§ **What is being asked**: Output all of the data below exactly as given.

+++

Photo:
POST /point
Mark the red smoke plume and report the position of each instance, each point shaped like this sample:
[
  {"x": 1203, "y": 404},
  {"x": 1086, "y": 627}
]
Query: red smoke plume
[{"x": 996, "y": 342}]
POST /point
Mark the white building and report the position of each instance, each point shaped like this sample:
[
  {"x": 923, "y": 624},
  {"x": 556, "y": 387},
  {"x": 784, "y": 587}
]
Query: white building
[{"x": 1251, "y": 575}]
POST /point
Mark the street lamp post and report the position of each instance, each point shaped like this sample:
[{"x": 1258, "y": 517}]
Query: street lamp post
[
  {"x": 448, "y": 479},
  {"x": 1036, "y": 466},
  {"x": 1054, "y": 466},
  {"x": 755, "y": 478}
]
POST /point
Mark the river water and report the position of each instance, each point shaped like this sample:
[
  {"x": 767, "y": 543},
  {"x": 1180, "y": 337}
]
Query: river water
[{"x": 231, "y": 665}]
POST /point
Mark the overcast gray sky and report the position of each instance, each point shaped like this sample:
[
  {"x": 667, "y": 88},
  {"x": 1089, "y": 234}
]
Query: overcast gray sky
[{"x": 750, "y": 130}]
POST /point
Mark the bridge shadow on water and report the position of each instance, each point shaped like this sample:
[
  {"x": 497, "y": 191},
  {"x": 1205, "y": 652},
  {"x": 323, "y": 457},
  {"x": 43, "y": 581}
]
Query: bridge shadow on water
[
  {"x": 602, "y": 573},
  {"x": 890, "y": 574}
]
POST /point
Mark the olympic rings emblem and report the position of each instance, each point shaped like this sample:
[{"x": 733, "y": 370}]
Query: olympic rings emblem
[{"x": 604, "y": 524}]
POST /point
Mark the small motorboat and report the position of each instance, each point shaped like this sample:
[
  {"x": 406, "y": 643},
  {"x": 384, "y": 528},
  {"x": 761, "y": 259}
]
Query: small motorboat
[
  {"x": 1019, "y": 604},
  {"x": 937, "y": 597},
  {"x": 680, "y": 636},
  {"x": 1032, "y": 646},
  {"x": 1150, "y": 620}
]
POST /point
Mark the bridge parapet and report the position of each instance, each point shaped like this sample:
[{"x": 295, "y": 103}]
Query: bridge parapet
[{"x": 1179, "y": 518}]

+++

§ **Response to this exercise**:
Photo:
POST /point
Mark the red smoke plume and report the position of each instance, each point shaped like this sample:
[
  {"x": 1203, "y": 404},
  {"x": 1086, "y": 627}
]
Query: red smoke plume
[{"x": 996, "y": 342}]
POST /point
Mark the white building and report the position of each instance, each point shaped like this sample:
[
  {"x": 923, "y": 624},
  {"x": 556, "y": 387},
  {"x": 784, "y": 587}
]
Query: white building
[{"x": 1251, "y": 575}]
POST /point
Mark the street lamp post and report the position of each instance, each point shaped like this sample:
[{"x": 1258, "y": 517}]
Query: street lamp post
[
  {"x": 448, "y": 479},
  {"x": 1036, "y": 466},
  {"x": 1054, "y": 466},
  {"x": 755, "y": 478}
]
POST /point
Mark the river water and report the position of each instance, each point shaped like this sample:
[
  {"x": 767, "y": 543},
  {"x": 1180, "y": 337}
]
Query: river water
[{"x": 231, "y": 665}]
POST /point
Mark the overcast gray sky and report the position of each instance, each point shaped like this sample:
[
  {"x": 667, "y": 88},
  {"x": 1089, "y": 234}
]
Query: overcast gray sky
[{"x": 750, "y": 130}]
POST /point
Mark the bridge shadow on water and report the position of each instance, each point shaped like this sample:
[
  {"x": 497, "y": 191},
  {"x": 1205, "y": 652},
  {"x": 323, "y": 457},
  {"x": 43, "y": 581}
]
Query: bridge shadow on water
[
  {"x": 602, "y": 573},
  {"x": 890, "y": 574}
]
POST /point
Mark the olympic rings emblem and report the position of each instance, each point shaped like this sample:
[{"x": 733, "y": 370}]
Query: olympic rings emblem
[{"x": 604, "y": 524}]
POST /point
Mark the small motorboat and report the position of each instance, each point shaped like this sample:
[
  {"x": 406, "y": 643},
  {"x": 384, "y": 528},
  {"x": 761, "y": 259}
]
Query: small motorboat
[
  {"x": 1019, "y": 604},
  {"x": 937, "y": 597},
  {"x": 680, "y": 636},
  {"x": 1032, "y": 646},
  {"x": 1150, "y": 620}
]
POST /point
Mark the bridge parapet and report the position of each instance, each point shaped like this sample:
[{"x": 295, "y": 103}]
Query: bridge parapet
[{"x": 1179, "y": 518}]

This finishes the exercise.